## PAGE
# Tiliqua Rugosa - General Tips.



## lyndahh (Aug 4, 2012)

Hi guys, today I went to get me a turtle.. and i saw that the pet store had one shingleback in the enclosure and I have been searching EVERYWHERE for this shingleback. Luckily the guy had it on lay-by for months and apparently he never showed. So there it was, this little juvi shingleback sitting in the enclosure all by himself. And I said to myself I HAVE TO GET HIM. And i did and I couldn't be more happier. 
Just wanted to share, I'm overjoyed. He had a bite or two to eat a sip of water and then he went into the hide to sleep.
Anyone has some general tips on Shinglebacks? I'd love to hear. 






10 months Old and his a big baby !


----------



## Renenet (Aug 4, 2012)

Awwww.


----------



## Red-Ink (Aug 4, 2012)

Don't put the water bowl near the heat source, don't leave the water bowl in there for more than a day...


----------



## disintegratus (Aug 4, 2012)

## SET TASK 1
Using the shingleback thread, decide whether each statement agrees with it, answering yes or no and quoting the words that settle it.
(a) The pet store had a single shingleback in its enclosure.
(b) Red-Ink recommends keeping the water bowl close to the heat source.
(c) On the first day, the shingleback would not eat or drink.
## SET TASK 2
Continue the shingleback thread from the point where it stops.
The material that comes after this point plays no part in any task.

## DATA ROWS

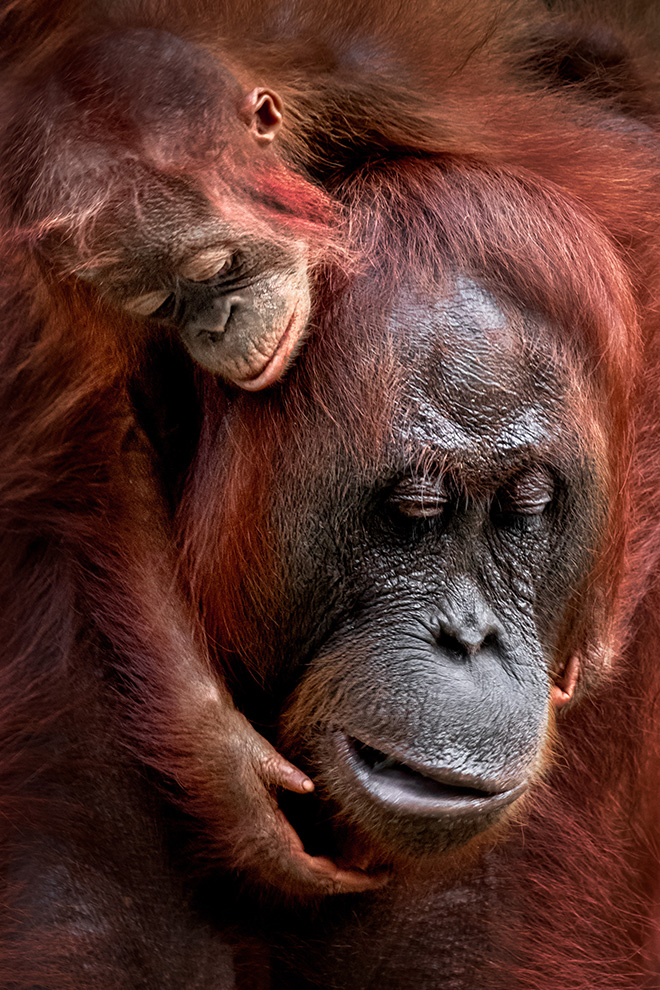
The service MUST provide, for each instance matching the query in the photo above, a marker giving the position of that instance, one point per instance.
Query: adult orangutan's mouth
(428, 791)
(276, 364)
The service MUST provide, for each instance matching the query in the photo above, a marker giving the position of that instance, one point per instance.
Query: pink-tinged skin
(564, 687)
(279, 360)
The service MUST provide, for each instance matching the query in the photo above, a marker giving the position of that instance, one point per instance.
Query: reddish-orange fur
(577, 884)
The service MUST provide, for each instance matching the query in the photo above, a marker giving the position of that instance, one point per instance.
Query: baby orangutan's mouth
(277, 362)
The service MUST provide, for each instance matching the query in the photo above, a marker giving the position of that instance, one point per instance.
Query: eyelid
(419, 499)
(529, 494)
(205, 264)
(148, 303)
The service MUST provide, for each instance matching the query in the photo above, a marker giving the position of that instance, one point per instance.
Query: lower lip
(409, 792)
(279, 360)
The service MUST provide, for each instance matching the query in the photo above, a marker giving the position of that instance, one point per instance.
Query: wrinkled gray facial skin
(430, 599)
(240, 303)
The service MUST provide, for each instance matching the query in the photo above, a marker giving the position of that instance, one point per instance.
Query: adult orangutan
(406, 556)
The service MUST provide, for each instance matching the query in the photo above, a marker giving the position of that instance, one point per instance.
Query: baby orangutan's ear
(262, 112)
(565, 682)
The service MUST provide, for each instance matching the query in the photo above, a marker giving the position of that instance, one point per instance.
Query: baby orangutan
(143, 195)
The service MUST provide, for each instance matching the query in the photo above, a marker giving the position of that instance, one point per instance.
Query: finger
(323, 873)
(280, 773)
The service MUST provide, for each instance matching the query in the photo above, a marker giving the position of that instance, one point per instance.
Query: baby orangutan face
(239, 299)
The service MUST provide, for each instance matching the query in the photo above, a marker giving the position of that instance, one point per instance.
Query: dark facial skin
(239, 302)
(444, 580)
(139, 116)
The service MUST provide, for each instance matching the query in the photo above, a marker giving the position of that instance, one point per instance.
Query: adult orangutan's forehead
(479, 376)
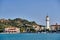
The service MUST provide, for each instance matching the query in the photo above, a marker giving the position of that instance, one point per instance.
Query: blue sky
(32, 10)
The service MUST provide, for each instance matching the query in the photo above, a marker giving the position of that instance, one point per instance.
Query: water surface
(30, 36)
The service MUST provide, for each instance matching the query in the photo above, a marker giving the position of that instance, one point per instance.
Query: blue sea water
(30, 36)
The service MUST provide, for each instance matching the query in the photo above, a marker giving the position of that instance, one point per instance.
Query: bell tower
(47, 22)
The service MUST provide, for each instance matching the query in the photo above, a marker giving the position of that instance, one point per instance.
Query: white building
(47, 22)
(12, 30)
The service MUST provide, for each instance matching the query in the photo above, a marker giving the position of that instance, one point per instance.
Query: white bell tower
(47, 22)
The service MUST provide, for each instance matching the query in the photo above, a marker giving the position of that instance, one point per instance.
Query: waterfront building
(36, 27)
(12, 30)
(47, 22)
(55, 27)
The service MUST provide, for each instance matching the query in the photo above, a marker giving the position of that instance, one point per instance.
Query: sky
(32, 10)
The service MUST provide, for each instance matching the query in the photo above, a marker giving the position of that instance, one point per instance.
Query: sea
(30, 36)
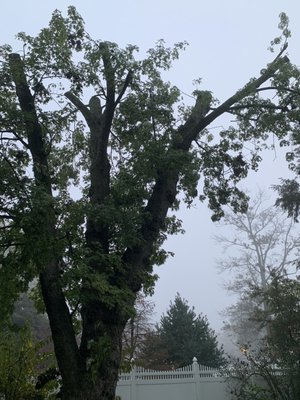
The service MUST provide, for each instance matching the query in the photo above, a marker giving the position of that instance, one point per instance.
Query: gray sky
(228, 45)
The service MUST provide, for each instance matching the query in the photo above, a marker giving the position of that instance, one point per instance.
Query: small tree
(183, 335)
(265, 247)
(136, 329)
(273, 371)
(21, 361)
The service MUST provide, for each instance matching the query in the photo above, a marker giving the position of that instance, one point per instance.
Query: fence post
(197, 378)
(133, 374)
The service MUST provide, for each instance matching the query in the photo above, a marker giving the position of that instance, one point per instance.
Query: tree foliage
(180, 336)
(95, 149)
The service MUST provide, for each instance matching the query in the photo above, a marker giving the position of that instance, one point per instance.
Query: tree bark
(103, 323)
(65, 346)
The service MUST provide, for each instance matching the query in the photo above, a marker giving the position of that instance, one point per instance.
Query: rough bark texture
(103, 324)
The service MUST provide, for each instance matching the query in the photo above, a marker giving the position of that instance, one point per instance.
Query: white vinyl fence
(193, 382)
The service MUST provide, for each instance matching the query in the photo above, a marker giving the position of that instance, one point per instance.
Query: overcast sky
(228, 45)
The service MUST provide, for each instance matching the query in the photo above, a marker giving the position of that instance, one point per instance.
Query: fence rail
(193, 382)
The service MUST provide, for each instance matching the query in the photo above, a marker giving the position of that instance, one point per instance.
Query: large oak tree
(95, 150)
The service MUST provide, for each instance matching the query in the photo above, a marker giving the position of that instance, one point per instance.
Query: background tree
(136, 329)
(21, 361)
(265, 246)
(273, 372)
(183, 335)
(79, 112)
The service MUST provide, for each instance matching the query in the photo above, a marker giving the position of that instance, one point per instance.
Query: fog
(228, 42)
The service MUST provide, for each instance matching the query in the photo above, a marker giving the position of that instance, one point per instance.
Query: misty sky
(228, 43)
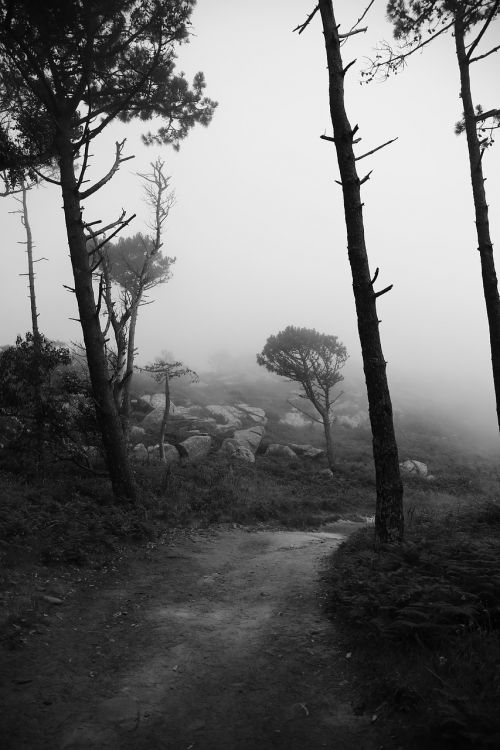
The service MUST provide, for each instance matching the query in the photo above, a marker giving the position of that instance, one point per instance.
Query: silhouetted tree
(67, 69)
(313, 360)
(389, 520)
(135, 265)
(417, 24)
(164, 372)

## OUTPUT 1
(a) Yes: "the pet store had one shingleback in the enclosure"
(b) No: "Don't put the water bowl near the heat source"
(c) No: "He had a bite or two to eat a sip of water"

## OUTPUT 2
I only put water in every second day or so, and I tend to feed them a day of fruit/veg, then meat (roo, or mince with reptile supplement, or pinkies etc) and fruit/veg the next day. I've found that if I feed them meat too often they don't eat their veggies. I also chuck some roaches in every few days as well.

I love shinglebacks, and yours is a little beauty!!!

Also when it sheds, keep an eye on its feet/toes etc.


----------



## Chris1 (Aug 5, 2012)

what a cutie, i love shinglebacks!!

i offer diluted juice by syringe every few days rather than leave a waterbowl in with mine.

apparently studies done on wild shingles show theyre 93% vego, so i try and base their diet around that.

and apparently their lifespan is around 35 years!!!!!


----------



## Frozenmouse (Aug 5, 2012)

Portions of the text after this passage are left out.